John Reid: I shall come back to the subject of Iraq, if hon. Gentlemen wish to wait.

Mr. James Gray (North Wiltshire) (Con): I am grateful to the Secretary of State for giving way. I know that he will join me in paying tribute to the 10 constituents who were killed in the terrible Hercules crash in Iraq recently, and I was pleased that he was able to attend the wonderful service in Salisbury cathedral in memory of them. Can he tell us when the report into the causes of that crash will be published?

John Reid: On the first point, yes, as the hon. Gentleman knows, I do indeed join him in expressing my deep, deep regret and condolences to the families of the servicemen whose lives were lost in that Hercules crash. From speaking to some of the families, I know that the hon. Gentleman has been involved in helping them as a constituency MP and more widely. I cannot give him a specific date. Obviously, I want the report as quickly as possible because I know that the grief of a family is only compounded by a lack of knowledge of the circumstances of that loss. I therefore hope it will be published as quickly as possible. I undertake after today's debate to go back and make a further gentle inquiry. I do not want to be seen in any way to interfere with inquests or inquiries of any kind. I may create another problem if people get the suspicion that a Minister is somehow intervening. Nevertheless, it is perfectly legitimate from time to time to inquire, and I undertake to write to the hon. Gentleman and to the families to give them my latest appreciation of the situation, provided that does not transgress any of the independent players looking into the matter.

* DIRECTION A
Extract the lines of the debate excerpt starting at "John Reid: I" and ending at "will be published?", copied word for word.

* INFORMATION SHOWN
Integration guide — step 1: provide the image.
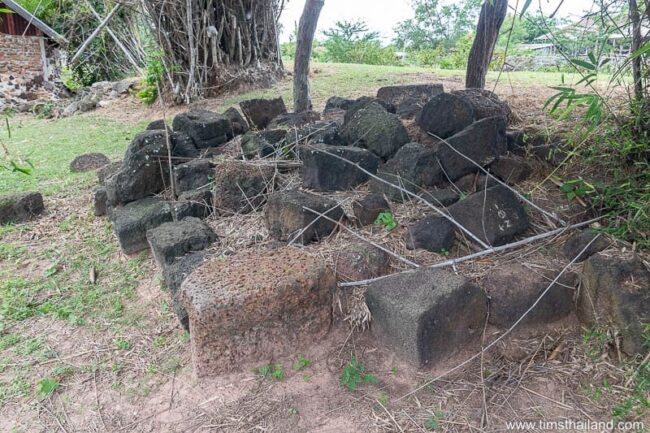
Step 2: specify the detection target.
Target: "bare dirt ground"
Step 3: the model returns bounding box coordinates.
[0,65,650,433]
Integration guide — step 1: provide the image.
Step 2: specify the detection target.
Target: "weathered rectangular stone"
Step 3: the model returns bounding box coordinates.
[180,247,336,376]
[366,268,487,367]
[109,197,172,254]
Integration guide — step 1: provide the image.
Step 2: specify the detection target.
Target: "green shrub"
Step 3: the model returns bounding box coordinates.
[137,51,165,105]
[339,356,379,391]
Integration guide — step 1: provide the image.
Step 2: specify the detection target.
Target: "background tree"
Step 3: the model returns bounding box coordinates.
[142,0,284,103]
[465,0,508,89]
[323,20,399,65]
[395,0,482,50]
[18,0,148,87]
[293,0,325,112]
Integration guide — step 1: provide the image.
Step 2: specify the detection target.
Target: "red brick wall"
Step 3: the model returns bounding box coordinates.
[0,33,44,98]
[0,33,43,80]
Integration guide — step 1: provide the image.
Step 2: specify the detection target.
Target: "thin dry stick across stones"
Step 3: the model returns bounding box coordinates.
[303,206,420,268]
[395,234,601,402]
[339,217,603,287]
[307,145,490,249]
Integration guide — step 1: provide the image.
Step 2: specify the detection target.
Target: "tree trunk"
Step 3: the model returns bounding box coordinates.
[465,0,508,89]
[142,0,285,102]
[629,0,644,101]
[293,0,325,113]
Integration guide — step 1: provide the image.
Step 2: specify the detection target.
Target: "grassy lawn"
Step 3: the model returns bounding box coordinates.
[0,115,144,195]
[0,64,577,195]
[0,64,640,432]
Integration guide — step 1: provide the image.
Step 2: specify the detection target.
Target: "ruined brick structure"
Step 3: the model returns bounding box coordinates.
[0,0,65,106]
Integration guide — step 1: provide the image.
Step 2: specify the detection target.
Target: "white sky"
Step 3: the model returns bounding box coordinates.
[281,0,593,42]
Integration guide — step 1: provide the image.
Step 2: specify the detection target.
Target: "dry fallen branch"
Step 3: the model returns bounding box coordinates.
[307,145,490,248]
[339,217,602,287]
[395,235,600,401]
[428,132,567,226]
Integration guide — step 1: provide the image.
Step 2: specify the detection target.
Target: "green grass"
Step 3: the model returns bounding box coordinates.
[220,63,579,114]
[0,116,144,196]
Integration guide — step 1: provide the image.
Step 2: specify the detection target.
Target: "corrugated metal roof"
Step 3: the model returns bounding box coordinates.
[0,0,67,44]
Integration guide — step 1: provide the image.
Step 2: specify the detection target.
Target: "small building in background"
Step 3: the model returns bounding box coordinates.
[0,0,66,108]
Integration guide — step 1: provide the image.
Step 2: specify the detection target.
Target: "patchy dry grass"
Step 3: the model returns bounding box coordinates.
[0,65,648,433]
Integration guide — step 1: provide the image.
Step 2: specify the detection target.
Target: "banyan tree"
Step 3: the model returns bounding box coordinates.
[143,0,284,103]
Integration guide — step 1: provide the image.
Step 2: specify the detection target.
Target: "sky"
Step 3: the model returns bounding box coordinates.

* DIRECTION B
Rewrite the listing starting at its first line and ending at the line containing "[109,197,172,254]", replacing "detection target" with "search target" and keeping everything else the same. Leave the pictures out of your answer.

* COMPLETE ANSWER A
John Reid: I shall come back to the subject of Iraq, if hon. Gentlemen wish to wait.

Mr. James Gray (North Wiltshire) (Con): I am grateful to the Secretary of State for giving way. I know that he will join me in paying tribute to the 10 constituents who were killed in the terrible Hercules crash in Iraq recently, and I was pleased that he was able to attend the wonderful service in Salisbury cathedral in memory of them. Can he tell us when the report into the causes of that crash will be published?

* COMPLETE ANSWER B
Integration guide — step 1: provide the image.
Step 2: specify the search target.
Target: "bare dirt ground"
Step 3: the model returns bounding box coordinates.
[0,65,650,433]
Integration guide — step 1: provide the image.
Step 2: specify the search target.
Target: "weathered rectangular stone"
Step 3: the model returns bounding box coordinates.
[180,247,336,376]
[366,268,487,367]
[109,197,172,254]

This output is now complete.